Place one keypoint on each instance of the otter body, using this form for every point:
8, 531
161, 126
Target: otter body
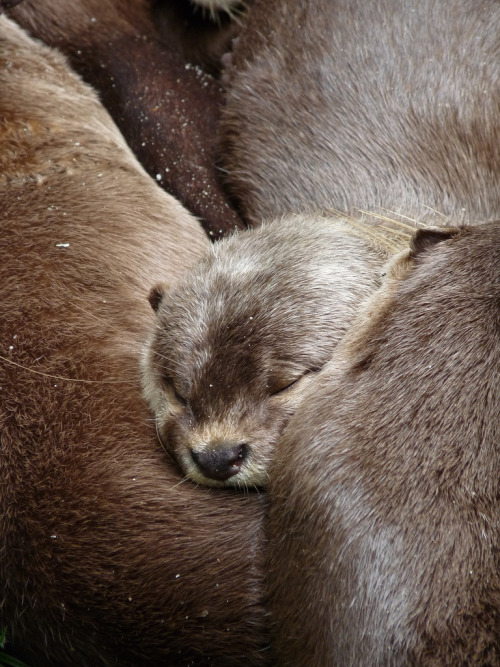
387, 105
384, 534
106, 559
238, 340
136, 54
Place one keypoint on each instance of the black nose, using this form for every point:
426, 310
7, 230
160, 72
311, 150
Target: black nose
221, 462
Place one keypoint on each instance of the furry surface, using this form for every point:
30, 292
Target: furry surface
387, 104
384, 493
235, 344
106, 556
166, 107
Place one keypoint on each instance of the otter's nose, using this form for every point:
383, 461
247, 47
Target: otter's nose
221, 462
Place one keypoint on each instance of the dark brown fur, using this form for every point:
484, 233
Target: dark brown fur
387, 104
385, 512
166, 107
236, 342
106, 558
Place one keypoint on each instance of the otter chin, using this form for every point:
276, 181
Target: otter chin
237, 341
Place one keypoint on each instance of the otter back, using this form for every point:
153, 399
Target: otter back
384, 520
106, 558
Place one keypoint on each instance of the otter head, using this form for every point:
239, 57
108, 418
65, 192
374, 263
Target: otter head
239, 339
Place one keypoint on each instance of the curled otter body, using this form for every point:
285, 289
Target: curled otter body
384, 533
105, 558
237, 341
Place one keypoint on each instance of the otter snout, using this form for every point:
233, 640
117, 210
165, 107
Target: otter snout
222, 461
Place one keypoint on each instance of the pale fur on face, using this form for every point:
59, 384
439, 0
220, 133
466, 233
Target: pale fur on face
237, 342
228, 6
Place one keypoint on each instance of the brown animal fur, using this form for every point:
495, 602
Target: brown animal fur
387, 104
236, 342
384, 526
106, 558
167, 108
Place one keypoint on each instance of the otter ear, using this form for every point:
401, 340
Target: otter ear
425, 239
156, 295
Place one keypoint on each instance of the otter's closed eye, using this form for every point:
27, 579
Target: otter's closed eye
169, 383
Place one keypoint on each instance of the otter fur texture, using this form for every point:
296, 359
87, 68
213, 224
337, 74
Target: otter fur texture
386, 105
106, 558
384, 536
137, 54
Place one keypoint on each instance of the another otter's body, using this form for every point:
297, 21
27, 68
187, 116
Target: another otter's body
386, 105
166, 107
106, 558
384, 533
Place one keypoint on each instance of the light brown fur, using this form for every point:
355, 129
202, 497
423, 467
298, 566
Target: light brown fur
238, 340
384, 523
106, 557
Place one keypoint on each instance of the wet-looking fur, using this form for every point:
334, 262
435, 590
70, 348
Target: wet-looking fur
106, 558
236, 343
384, 524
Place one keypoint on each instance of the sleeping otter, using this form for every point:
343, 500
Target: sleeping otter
384, 532
106, 558
236, 343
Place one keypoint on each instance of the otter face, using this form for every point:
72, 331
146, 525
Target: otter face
238, 341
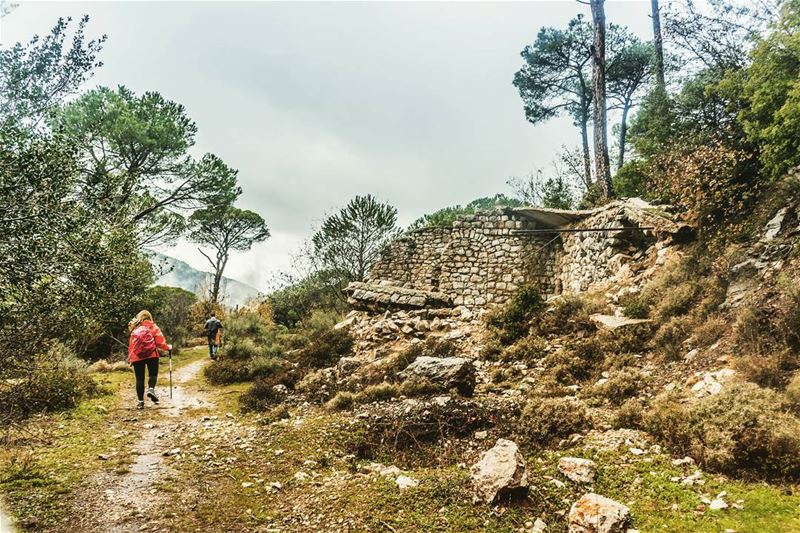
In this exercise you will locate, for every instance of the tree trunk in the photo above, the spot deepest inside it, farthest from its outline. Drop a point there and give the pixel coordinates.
(587, 156)
(602, 170)
(659, 45)
(218, 270)
(623, 131)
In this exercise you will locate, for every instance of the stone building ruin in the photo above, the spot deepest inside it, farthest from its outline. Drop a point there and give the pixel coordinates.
(483, 259)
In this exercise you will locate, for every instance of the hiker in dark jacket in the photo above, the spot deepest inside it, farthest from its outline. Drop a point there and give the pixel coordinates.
(213, 329)
(143, 350)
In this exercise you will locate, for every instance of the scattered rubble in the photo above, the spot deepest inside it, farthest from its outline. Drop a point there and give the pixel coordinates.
(577, 470)
(596, 514)
(444, 372)
(500, 473)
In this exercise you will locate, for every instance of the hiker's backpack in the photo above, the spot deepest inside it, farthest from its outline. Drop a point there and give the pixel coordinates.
(143, 344)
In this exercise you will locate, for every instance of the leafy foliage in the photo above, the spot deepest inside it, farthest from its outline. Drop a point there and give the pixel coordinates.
(446, 216)
(40, 75)
(135, 163)
(352, 239)
(225, 228)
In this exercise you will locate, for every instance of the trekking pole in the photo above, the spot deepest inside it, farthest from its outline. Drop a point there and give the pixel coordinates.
(170, 374)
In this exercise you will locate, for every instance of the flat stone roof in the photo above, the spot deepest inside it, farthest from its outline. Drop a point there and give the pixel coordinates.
(552, 218)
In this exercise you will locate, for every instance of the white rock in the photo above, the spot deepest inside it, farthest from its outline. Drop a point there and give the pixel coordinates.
(596, 514)
(405, 482)
(540, 526)
(577, 469)
(500, 471)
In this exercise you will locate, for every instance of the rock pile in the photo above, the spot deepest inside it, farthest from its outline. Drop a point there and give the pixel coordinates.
(596, 514)
(500, 473)
(443, 372)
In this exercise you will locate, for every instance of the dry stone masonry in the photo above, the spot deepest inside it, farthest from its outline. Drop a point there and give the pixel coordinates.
(482, 259)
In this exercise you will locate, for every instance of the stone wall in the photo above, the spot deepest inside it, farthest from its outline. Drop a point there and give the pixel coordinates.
(480, 260)
(588, 259)
(483, 259)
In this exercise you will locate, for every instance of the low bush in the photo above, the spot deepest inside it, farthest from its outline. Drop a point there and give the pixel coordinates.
(325, 348)
(426, 433)
(242, 348)
(249, 325)
(792, 394)
(52, 381)
(630, 415)
(318, 386)
(528, 349)
(620, 385)
(226, 371)
(742, 430)
(544, 420)
(266, 392)
(669, 340)
(512, 320)
(342, 401)
(676, 301)
(769, 369)
(263, 366)
(570, 314)
(634, 306)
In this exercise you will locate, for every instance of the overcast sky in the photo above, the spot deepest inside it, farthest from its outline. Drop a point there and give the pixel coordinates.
(315, 103)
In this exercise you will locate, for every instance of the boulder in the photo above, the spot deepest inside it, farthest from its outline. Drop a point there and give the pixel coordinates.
(596, 514)
(444, 372)
(577, 470)
(500, 473)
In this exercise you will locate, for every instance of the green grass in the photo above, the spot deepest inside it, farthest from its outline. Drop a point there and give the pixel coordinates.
(48, 457)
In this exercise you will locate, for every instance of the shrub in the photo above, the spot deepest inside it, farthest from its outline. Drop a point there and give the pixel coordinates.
(325, 348)
(676, 301)
(263, 366)
(528, 349)
(342, 401)
(570, 314)
(634, 306)
(620, 386)
(741, 430)
(51, 381)
(630, 415)
(227, 371)
(242, 349)
(265, 392)
(544, 420)
(424, 433)
(249, 325)
(319, 385)
(714, 181)
(378, 393)
(669, 338)
(792, 394)
(768, 370)
(709, 331)
(511, 321)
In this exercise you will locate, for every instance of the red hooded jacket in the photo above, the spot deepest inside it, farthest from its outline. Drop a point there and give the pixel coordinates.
(161, 343)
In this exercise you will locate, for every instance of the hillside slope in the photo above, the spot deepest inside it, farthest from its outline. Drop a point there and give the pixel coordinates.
(173, 272)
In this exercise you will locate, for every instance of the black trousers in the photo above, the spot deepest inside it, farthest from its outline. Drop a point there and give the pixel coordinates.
(152, 377)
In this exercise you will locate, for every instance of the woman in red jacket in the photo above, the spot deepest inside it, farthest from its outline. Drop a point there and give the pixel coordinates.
(143, 349)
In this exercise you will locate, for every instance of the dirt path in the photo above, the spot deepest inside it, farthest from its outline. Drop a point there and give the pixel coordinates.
(127, 502)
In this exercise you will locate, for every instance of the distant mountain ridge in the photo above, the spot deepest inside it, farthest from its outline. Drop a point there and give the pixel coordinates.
(173, 272)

## Requirements:
Copy each line exactly, and leave the pictures out of your copy.

## Response:
Place one keypoint on each instance of the otter body, using this form for every point:
8, 531
161, 126
Target: otter body
387, 105
384, 534
106, 559
238, 340
136, 54
Place one keypoint on each instance of the black nose, using this form for every point:
426, 310
7, 230
160, 72
311, 150
Target: black nose
221, 462
Place one keypoint on each instance of the furry surface, using this form for every point:
30, 292
Target: furry surface
387, 104
384, 493
235, 344
106, 556
166, 107
Place one keypoint on each instance of the otter's nose, using this form for every point:
383, 461
247, 47
Target: otter's nose
221, 462
Place one keypoint on each instance of the dark brown fur, using this form for every point:
484, 233
Target: dark brown fur
387, 104
385, 512
166, 107
236, 342
106, 558
Place one keypoint on each instance of the otter chin, using this form for every point:
276, 181
Target: otter chin
237, 341
Place one keypoint on each instance of the otter back, using this form for every point:
153, 399
Target: otter back
384, 520
106, 558
Place one keypoint on each instance of the otter head, using this form for every point:
239, 57
108, 418
65, 192
374, 263
Target: otter head
239, 339
Place one keypoint on each instance of the curled otter body, using this form for every point:
285, 289
Target: curled otter body
384, 533
105, 558
237, 341
Place one keypoint on each instance of the otter snout, using this form for every point:
233, 640
117, 210
165, 107
Target: otter snout
222, 461
Place one keypoint on each instance of the pale fur on face, using this form for every point:
59, 384
439, 0
220, 133
466, 233
Target: pale fur on face
237, 342
228, 6
Place one keypoint on each instance of the brown animal fur, using this form for every point:
495, 602
Target: brown animal fur
387, 104
236, 342
384, 526
106, 558
167, 108
Place one keypoint on each instance of the otter ear, using this form for every point:
401, 340
Target: otter ear
425, 239
156, 295
Place one keypoint on each instance of the otter's closed eye, using this form for every point:
27, 579
Target: otter's closed eye
169, 383
Place one keypoint on each instance of the otter fur texture, using this form for every point:
296, 359
87, 68
213, 224
337, 74
Target: otter fur texture
386, 105
106, 558
384, 536
137, 54
Place one keypoint on each instance of the another otter's body, using this form for every point:
297, 21
27, 68
187, 116
Target: another otter's body
386, 105
166, 107
106, 558
384, 533
Place one keypoint on each instance of the light brown fur, using this form for every point:
355, 129
202, 497
423, 467
298, 566
Target: light brown fur
238, 340
384, 523
106, 557
Place one keypoint on each instance of the wet-looking fur, using this form for every point:
334, 262
435, 590
70, 348
Target: wet-looking fur
106, 558
236, 343
384, 524
Place one keypoint on each instance of the sleeping otter, using this form for every point:
343, 500
Target: sleeping otter
384, 532
106, 558
236, 343
Place one keypoint on each instance of the otter face, using this form for every point:
72, 331
146, 525
Target: otter face
238, 341
In this exercise you will locate, for every instance of the tree trunk in the photo above, the spot deepest inside it, farthest from its outline. Drop a point there and give the pixel coordinates.
(587, 156)
(602, 170)
(659, 45)
(218, 270)
(623, 131)
In this exercise you will locate, for every instance of the stone building ruin in the photo above, the spot deepest inside it, farthest from its outline. Drop a point there and give the pixel coordinates.
(483, 259)
In this exercise you will locate, for every instance of the hiker in dark jacket in the photo above, the spot deepest inside it, farthest from its outline. Drop a point there and give the pixel coordinates.
(213, 329)
(143, 350)
In this exercise you will locate, for every instance of the scattered rubble in the photo above, the spot deepest inside it, farthest from its outline. Drop a point there and give the pixel coordinates.
(577, 470)
(596, 514)
(444, 372)
(500, 473)
In this exercise you will locate, for every instance of the hiker's backpack in the photo above, the spot deepest inside it, farthest from its outline. Drop a point there and give the pixel coordinates.
(143, 344)
In this exercise you will locate, for every instance of the leafy foliage in the photo above, the spot deepest inside it, farthest from its outline. Drop a point there and give the pixel coordinates.
(446, 216)
(40, 75)
(135, 163)
(352, 239)
(225, 228)
In this exercise you will locate, for every instance of the trekking pole in the photo above, the spot deepest inside it, farthest from its outline. Drop a point there and give the pixel coordinates.
(170, 374)
In this exercise you will locate, for every instance of the flat stone roof in the photo above, the spot deepest inside it, farthest from its outline. Drop a point there and give the pixel coordinates.
(552, 218)
In this exercise you will locate, for every instance of the white rock in the photo above, the spot deepest inside it, farthest from its outline. Drop a point there and give the pixel coordinates.
(596, 514)
(405, 482)
(540, 526)
(577, 469)
(500, 471)
In this exercise you will locate, for every instance of the rock pile in the photo above, the spot deepest inside it, farthest from its outline. Drop a point there and give the pixel coordinates.
(596, 514)
(500, 473)
(443, 372)
In this exercise you will locate, for every instance of the dry stone masonry in the photo above, the spot deepest inside it, farthest from its outline. Drop a point there and give the pixel coordinates.
(482, 259)
In this exercise you will locate, for every instance of the stone wall in the photo above, the spot deepest inside it, farthest from its outline. Drop a point there and give the pixel coordinates.
(480, 260)
(588, 259)
(483, 259)
In this exercise you will locate, for every instance of the low bush in the photo above, the spot deepest inside it, farthest from its outline. Drop a point there and give the pixel coordinates.
(325, 348)
(426, 433)
(242, 348)
(249, 325)
(792, 394)
(52, 381)
(630, 415)
(318, 386)
(528, 349)
(620, 385)
(226, 371)
(742, 430)
(544, 420)
(266, 392)
(669, 340)
(512, 320)
(342, 401)
(676, 301)
(769, 369)
(263, 366)
(570, 314)
(634, 306)
In this exercise you will locate, for every instance of the overcast sky in the photo above, the spot deepest inside it, farthest from its outline. Drop a point there and give the pixel coordinates.
(315, 103)
In this exercise you will locate, for every instance of the boulder in the photo above, the spot deepest inside it, farthest from its outline. Drop a point there and give the pixel coordinates.
(596, 514)
(444, 372)
(577, 470)
(500, 473)
In this exercise you will locate, for every instance of the green grass in the photo above, the spot deepest inside it, farthest from its outline. Drop a point there and give the pixel coordinates.
(48, 457)
In this exercise you will locate, for every instance of the shrub in the photo above, the spot deepest inside it, farthest from its outline. Drop a point there and give the pixel coordinates.
(325, 348)
(676, 301)
(263, 366)
(528, 349)
(342, 401)
(570, 314)
(634, 306)
(620, 386)
(741, 430)
(51, 381)
(630, 415)
(227, 371)
(242, 349)
(265, 392)
(544, 420)
(424, 433)
(249, 325)
(319, 385)
(714, 181)
(378, 393)
(669, 338)
(792, 394)
(768, 370)
(709, 331)
(511, 321)
In this exercise you will locate, for every instance of the red hooded jacket in the photo above, the spot deepest inside it, farthest from its outline. Drop a point there and give the pixel coordinates.
(161, 343)
In this exercise you will locate, for every instance of the hillside slope in the photo above, the spot deepest inside it, farthest from its outline. Drop a point there and give the pixel coordinates.
(173, 272)
In this exercise you will locate, for every instance of the black trousers in the photo above, the spot deepest inside it, farthest from its outline. Drop a point there and give the pixel coordinates.
(152, 377)
In this exercise you will locate, for every instance of the woman in red jacket in the photo above, the spot deepest inside it, farthest from its outline. Drop a point there and give the pixel coordinates.
(143, 349)
In this exercise you will locate, for every instance of the dirt path in the photo above, the spot deepest inside it, farthest from its outline. Drop a point there and give the pixel coordinates.
(127, 502)
In this exercise you will locate, for every instance of the distant mountain ridge in the photo above, the spot deepest inside it, farthest from its outline. Drop a point there and give the pixel coordinates.
(173, 272)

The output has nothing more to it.